A block of data
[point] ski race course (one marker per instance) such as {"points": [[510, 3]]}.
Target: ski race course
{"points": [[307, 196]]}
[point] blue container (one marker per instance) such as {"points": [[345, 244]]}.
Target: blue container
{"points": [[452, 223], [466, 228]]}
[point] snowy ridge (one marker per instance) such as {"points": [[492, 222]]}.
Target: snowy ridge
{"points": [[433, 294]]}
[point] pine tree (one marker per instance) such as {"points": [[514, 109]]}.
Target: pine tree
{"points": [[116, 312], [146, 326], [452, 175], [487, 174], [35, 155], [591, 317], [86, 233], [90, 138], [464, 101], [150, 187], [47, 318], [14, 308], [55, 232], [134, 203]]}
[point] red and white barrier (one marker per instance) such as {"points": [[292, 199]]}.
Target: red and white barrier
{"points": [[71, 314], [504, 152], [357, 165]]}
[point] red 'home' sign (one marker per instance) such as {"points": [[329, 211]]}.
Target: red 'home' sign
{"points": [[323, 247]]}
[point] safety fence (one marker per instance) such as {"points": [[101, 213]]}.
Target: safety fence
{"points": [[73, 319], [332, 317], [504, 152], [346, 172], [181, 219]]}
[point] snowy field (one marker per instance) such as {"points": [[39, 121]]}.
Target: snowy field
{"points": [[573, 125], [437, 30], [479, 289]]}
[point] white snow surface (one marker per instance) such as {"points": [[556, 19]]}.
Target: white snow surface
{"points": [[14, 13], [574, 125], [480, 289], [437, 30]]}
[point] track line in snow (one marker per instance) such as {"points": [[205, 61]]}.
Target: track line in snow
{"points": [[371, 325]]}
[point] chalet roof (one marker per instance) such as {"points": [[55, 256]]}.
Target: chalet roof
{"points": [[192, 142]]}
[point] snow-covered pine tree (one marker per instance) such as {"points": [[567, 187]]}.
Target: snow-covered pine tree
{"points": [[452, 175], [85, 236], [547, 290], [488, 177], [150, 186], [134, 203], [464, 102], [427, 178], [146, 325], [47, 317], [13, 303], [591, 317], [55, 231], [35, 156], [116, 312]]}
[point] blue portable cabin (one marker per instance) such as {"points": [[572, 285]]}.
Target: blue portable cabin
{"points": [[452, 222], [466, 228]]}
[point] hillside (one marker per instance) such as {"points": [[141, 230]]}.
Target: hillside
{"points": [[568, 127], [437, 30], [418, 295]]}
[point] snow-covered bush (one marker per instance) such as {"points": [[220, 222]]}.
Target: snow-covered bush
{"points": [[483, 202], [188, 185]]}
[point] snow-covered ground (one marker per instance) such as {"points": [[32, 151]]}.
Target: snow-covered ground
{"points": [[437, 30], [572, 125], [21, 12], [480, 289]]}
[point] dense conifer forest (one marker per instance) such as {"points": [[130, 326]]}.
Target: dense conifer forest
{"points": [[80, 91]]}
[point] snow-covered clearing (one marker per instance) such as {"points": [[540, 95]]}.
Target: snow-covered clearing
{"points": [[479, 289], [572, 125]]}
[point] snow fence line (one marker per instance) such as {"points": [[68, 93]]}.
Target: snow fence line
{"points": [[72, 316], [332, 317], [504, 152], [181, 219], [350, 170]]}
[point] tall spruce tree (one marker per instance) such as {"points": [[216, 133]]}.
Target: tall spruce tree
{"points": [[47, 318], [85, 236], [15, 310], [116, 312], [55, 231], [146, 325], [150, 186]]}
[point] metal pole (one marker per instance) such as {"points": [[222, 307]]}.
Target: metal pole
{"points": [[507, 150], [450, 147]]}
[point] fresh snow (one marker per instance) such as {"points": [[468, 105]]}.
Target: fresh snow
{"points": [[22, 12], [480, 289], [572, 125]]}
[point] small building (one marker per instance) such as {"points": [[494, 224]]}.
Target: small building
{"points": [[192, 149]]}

> **Aim of the task**
Return every line exactly.

> **Finished exercise**
[point] ski race course (one marker per instance) such as {"points": [[510, 3]]}.
Target: ski race course
{"points": [[307, 196]]}
[point] blue container (one marker per instance) such as {"points": [[345, 244]]}.
Target: blue container
{"points": [[452, 223], [466, 228]]}
[point] snowy ridge (one marker per instance) such as {"points": [[492, 222]]}.
Target: snowy ridge
{"points": [[433, 294]]}
[point] pine tree (one marker per instance) such as {"points": [[514, 109]]}.
Target: pine tree
{"points": [[116, 312], [146, 326], [452, 175], [487, 174], [35, 155], [591, 317], [86, 233], [90, 138], [464, 101], [150, 187], [47, 318], [14, 308], [55, 232], [134, 203]]}
[point] red and white barrier (one marker per instance) such as {"points": [[292, 199]]}.
Target: red and white barrier
{"points": [[71, 314], [504, 152], [357, 165]]}
[point] red 'home' sign (one marker per instance) such as {"points": [[329, 211]]}.
Target: red 'home' sign
{"points": [[323, 247]]}
[point] safety fence (one marker per instance) such as {"points": [[101, 213]]}.
Target: safety fence
{"points": [[73, 319], [332, 317], [504, 152], [346, 172], [181, 219]]}
[point] snowy field (one marker per instance) such as {"points": [[39, 121]]}.
Target: snowy field
{"points": [[573, 125], [437, 30], [479, 289]]}
[point] white snow surface (one marker per instance) such as {"points": [[556, 19]]}.
Target: white snow surface
{"points": [[14, 13], [574, 125], [480, 289], [437, 30]]}
[point] track line in snow (one marker per instance) such as {"points": [[205, 61]]}.
Target: track line in snow
{"points": [[371, 325]]}
[point] chalet roof (one marker per instance) such as {"points": [[55, 256]]}.
Target: chalet roof
{"points": [[192, 142]]}
[point] snow-covered pine tree (one marker per instance) such as {"points": [[567, 187]]}.
Target: snow-covered pine tree
{"points": [[452, 175], [85, 236], [547, 290], [488, 177], [150, 186], [134, 203], [464, 102], [427, 178], [146, 325], [47, 317], [13, 303], [591, 317], [55, 231], [35, 156], [116, 312]]}
[point] blue portable cabin (one marker per instance) such as {"points": [[572, 285]]}.
Target: blue portable cabin
{"points": [[452, 222], [466, 228]]}
[point] hillside (one marker per instance) such as {"points": [[141, 230]]}.
Target: hillside
{"points": [[568, 127], [437, 30], [418, 295]]}
[point] snow-covered bush (one marker per instance) such as {"points": [[220, 222]]}.
Target: snow-covered bush
{"points": [[483, 202], [188, 185]]}
[point] snow-covered ground (one marker per instance) such as {"points": [[32, 151]]}.
Target: snow-covered ground
{"points": [[437, 30], [572, 125], [21, 12], [480, 289]]}
[point] dense conifer forest (one marker per instance) such as {"points": [[130, 326]]}.
Target: dense conifer forest
{"points": [[80, 91]]}
[point] snow-covered clearing (one marker per instance) such as {"points": [[540, 95]]}.
Target: snow-covered clearing
{"points": [[479, 289], [572, 125]]}
[point] snow fence line (one marker per instance) such as {"points": [[68, 93]]}.
Target: snow fence line
{"points": [[72, 316], [332, 317], [504, 152], [181, 219], [350, 170]]}
[point] tall spruce tree (one marker per instance) such as {"points": [[216, 133]]}.
Target: tall spruce tree
{"points": [[47, 318], [85, 236], [15, 310], [116, 312], [55, 231], [146, 325], [150, 186]]}
[point] metal pole (one marker per instance) such as {"points": [[222, 307]]}.
Target: metal pole
{"points": [[507, 150], [450, 147]]}
[point] fresh snow (one marker per instance) such as {"points": [[468, 105]]}.
Target: fresh snow
{"points": [[22, 12], [480, 289], [572, 125]]}
[point] small building (one marker per instance) such as {"points": [[494, 224]]}.
Target: small building
{"points": [[192, 149]]}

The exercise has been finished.